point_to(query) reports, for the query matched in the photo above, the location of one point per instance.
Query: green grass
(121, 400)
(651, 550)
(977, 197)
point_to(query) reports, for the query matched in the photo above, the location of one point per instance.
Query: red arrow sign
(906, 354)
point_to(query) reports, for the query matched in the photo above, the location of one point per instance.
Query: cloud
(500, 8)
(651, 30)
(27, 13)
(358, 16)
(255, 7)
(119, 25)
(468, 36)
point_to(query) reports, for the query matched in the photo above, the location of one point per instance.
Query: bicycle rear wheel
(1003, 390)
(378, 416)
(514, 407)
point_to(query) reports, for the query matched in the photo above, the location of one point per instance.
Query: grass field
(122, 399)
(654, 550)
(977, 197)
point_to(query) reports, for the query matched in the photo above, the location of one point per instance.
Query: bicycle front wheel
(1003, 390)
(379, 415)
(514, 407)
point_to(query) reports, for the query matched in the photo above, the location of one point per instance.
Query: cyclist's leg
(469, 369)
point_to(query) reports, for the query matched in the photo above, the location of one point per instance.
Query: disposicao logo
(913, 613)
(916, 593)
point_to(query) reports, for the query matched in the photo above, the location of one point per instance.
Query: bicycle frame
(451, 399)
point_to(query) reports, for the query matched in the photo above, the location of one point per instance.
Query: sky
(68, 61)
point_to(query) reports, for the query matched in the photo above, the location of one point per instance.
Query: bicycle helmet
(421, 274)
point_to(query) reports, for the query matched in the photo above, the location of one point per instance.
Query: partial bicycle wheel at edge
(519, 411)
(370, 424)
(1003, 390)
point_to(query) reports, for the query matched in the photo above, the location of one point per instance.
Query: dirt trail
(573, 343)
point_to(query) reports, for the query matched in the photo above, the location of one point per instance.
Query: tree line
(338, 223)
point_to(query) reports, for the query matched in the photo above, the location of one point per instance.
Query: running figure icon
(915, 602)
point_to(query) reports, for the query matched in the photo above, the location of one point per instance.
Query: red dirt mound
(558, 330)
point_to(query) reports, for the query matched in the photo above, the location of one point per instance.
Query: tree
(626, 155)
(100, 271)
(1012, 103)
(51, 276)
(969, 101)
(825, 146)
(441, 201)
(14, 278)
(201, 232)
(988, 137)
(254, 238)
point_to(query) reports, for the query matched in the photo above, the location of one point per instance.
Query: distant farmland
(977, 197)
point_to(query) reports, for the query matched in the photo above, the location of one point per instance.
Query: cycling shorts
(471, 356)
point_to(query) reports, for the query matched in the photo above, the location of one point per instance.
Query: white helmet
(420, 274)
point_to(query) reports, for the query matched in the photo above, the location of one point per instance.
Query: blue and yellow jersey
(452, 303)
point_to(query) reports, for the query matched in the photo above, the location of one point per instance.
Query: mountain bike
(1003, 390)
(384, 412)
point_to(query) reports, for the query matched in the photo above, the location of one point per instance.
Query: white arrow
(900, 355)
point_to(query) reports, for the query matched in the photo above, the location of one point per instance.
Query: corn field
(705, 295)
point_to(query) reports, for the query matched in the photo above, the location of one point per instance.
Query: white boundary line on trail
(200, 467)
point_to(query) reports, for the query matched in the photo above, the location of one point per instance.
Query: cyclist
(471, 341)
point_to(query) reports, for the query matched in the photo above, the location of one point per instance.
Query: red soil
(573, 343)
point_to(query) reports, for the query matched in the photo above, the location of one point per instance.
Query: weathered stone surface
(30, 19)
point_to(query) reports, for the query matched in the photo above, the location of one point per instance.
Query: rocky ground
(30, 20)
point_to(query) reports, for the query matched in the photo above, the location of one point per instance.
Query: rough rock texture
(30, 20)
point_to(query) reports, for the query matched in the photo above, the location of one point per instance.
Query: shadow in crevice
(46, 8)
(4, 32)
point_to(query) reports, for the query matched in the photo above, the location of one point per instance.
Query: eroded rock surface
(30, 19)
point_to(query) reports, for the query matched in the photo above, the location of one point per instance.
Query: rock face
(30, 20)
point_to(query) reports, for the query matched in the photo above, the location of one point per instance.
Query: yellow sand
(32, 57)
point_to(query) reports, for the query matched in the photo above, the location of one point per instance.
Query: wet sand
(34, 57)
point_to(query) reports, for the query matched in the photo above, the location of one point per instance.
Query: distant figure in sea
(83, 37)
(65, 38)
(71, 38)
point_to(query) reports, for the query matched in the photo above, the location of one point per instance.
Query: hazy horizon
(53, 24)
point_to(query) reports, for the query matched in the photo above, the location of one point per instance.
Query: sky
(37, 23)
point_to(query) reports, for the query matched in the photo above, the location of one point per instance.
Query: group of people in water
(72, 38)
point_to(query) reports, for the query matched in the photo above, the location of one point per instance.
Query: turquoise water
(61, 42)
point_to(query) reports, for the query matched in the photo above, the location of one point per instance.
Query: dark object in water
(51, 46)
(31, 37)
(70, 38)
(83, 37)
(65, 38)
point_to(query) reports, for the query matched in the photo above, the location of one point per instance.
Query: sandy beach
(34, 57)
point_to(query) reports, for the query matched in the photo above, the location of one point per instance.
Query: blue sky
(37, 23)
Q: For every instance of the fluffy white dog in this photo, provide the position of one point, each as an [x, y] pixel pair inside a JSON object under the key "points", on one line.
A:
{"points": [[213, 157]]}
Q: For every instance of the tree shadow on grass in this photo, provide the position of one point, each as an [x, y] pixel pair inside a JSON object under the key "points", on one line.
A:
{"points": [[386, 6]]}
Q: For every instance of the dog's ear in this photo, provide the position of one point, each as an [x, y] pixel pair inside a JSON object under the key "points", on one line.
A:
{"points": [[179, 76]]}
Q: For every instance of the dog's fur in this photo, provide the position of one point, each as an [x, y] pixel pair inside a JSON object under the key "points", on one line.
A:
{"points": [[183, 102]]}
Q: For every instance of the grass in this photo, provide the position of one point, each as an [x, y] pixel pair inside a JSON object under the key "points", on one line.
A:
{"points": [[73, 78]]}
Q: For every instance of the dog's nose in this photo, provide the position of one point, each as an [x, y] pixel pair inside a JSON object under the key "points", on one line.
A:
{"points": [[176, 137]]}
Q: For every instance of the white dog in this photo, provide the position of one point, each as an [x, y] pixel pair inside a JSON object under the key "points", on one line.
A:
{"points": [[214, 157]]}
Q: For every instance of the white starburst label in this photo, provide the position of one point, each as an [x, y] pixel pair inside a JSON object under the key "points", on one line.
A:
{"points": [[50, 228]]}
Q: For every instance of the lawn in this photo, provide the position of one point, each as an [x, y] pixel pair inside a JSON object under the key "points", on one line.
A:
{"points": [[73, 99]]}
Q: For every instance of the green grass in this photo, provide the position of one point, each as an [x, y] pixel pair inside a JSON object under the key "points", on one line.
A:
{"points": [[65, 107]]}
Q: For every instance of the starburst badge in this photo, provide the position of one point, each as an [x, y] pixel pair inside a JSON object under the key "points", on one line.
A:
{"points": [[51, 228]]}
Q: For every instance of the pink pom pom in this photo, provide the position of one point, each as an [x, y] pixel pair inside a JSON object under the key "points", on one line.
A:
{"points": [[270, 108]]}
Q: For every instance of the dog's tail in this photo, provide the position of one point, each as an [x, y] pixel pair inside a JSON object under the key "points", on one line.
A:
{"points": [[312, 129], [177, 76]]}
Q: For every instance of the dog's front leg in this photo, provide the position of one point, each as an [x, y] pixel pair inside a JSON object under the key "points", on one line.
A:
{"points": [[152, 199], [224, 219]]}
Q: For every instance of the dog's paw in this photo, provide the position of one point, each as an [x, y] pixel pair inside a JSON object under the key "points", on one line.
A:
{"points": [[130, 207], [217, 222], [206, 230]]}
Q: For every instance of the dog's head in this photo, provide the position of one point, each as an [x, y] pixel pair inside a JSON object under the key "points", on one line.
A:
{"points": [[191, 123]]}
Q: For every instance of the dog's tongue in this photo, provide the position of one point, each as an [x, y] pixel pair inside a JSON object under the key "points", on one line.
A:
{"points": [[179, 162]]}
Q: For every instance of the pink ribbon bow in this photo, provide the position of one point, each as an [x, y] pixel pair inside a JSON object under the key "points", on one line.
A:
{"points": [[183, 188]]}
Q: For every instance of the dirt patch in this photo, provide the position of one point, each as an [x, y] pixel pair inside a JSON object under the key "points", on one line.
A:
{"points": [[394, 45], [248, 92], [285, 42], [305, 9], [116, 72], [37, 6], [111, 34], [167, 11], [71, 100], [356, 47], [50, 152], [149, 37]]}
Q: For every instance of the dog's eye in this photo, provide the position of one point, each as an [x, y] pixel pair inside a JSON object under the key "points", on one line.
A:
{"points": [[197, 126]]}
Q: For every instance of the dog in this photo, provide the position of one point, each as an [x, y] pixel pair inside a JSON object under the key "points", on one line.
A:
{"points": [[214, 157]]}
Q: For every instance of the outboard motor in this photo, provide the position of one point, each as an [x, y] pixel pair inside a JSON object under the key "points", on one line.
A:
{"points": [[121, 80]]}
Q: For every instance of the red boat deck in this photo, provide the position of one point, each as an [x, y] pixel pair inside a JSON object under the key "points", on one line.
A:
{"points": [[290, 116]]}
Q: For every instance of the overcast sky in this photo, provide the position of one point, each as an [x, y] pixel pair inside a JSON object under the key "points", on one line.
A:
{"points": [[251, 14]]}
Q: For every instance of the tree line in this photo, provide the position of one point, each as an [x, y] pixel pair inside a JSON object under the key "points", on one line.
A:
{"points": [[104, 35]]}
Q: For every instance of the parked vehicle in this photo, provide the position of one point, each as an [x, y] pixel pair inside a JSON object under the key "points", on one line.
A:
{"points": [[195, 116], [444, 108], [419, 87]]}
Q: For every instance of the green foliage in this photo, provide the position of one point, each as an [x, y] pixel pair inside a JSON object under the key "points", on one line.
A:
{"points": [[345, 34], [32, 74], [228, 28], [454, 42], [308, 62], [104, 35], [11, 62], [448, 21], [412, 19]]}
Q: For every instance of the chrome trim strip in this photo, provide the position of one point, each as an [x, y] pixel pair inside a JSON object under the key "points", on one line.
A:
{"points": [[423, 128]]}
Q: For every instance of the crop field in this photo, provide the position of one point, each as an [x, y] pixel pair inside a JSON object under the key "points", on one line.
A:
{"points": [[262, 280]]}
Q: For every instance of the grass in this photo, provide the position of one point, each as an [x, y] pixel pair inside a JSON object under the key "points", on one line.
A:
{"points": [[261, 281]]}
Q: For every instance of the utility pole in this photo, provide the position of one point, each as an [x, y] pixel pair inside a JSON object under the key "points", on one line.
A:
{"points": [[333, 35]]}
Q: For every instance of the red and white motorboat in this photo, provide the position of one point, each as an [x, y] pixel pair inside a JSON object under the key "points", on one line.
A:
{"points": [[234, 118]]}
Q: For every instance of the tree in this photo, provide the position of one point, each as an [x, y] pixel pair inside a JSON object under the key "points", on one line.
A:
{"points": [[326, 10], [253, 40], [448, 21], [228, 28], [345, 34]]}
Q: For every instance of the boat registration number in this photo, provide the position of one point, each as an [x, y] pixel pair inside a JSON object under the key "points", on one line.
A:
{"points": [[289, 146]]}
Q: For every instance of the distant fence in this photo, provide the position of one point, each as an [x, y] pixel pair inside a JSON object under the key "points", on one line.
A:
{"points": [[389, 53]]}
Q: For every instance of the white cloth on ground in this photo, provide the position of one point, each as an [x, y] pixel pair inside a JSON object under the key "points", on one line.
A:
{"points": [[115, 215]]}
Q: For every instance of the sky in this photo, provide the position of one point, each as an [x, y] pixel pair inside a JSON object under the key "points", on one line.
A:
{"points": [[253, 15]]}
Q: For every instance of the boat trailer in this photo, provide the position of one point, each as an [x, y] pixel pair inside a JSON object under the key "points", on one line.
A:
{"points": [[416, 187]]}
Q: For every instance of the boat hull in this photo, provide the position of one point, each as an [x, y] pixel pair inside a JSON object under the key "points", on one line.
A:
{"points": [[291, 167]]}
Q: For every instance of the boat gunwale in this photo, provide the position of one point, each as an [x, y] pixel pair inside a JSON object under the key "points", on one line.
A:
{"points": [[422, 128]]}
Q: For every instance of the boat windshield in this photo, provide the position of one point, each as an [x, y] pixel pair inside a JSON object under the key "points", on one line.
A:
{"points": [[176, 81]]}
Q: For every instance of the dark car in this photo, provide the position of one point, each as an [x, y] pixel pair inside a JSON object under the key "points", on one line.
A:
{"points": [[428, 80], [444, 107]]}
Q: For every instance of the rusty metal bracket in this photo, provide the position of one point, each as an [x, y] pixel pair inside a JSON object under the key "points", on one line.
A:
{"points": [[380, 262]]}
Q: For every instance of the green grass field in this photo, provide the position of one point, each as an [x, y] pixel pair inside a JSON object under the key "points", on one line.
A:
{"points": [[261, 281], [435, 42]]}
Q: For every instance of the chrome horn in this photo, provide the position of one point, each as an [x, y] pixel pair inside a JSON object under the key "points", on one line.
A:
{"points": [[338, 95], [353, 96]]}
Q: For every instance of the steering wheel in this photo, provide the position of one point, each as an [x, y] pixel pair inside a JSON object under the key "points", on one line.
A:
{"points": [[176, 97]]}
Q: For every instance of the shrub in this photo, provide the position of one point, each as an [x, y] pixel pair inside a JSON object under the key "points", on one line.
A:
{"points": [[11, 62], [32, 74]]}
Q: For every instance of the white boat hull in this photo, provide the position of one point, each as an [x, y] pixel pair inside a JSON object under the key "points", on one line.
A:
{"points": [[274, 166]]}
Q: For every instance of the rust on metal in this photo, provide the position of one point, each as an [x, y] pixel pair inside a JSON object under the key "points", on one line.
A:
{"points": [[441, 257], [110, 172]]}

● ● ●

> [WORK TO COMPLETE]:
In the data above, each line holding "chrome" is to be found and copied.

> [ANSWER FOR THE TASK]:
Q: For every instance of the chrome trim strip in this photo, provide the position of one point, each as an [x, y] pixel pair inside a JSON object under the key "points", on one line.
Q: For every instance of the chrome horn in this photo, provide the position of one point, each as an [x, y] pixel pair inside a JSON object under the key "points", on one line.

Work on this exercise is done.